# start of Records supplied

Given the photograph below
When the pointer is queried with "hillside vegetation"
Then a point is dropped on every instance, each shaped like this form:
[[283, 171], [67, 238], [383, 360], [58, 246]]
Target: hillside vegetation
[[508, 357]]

# end of Records supplied

The exercise:
Rewrite every line of the material above, requests included. Multiply each point coordinate in the answers by 1.05 and round it to a whole number, rounding halves up, and leave all other numbers as they are.

Solved exercise:
Given the photograph below
When the pointer is queried with "hillside vegetation"
Then a point is dropped on every instance, each shaped like this form:
[[283, 171], [67, 238], [383, 360], [58, 246]]
Target: hillside vegetation
[[533, 375]]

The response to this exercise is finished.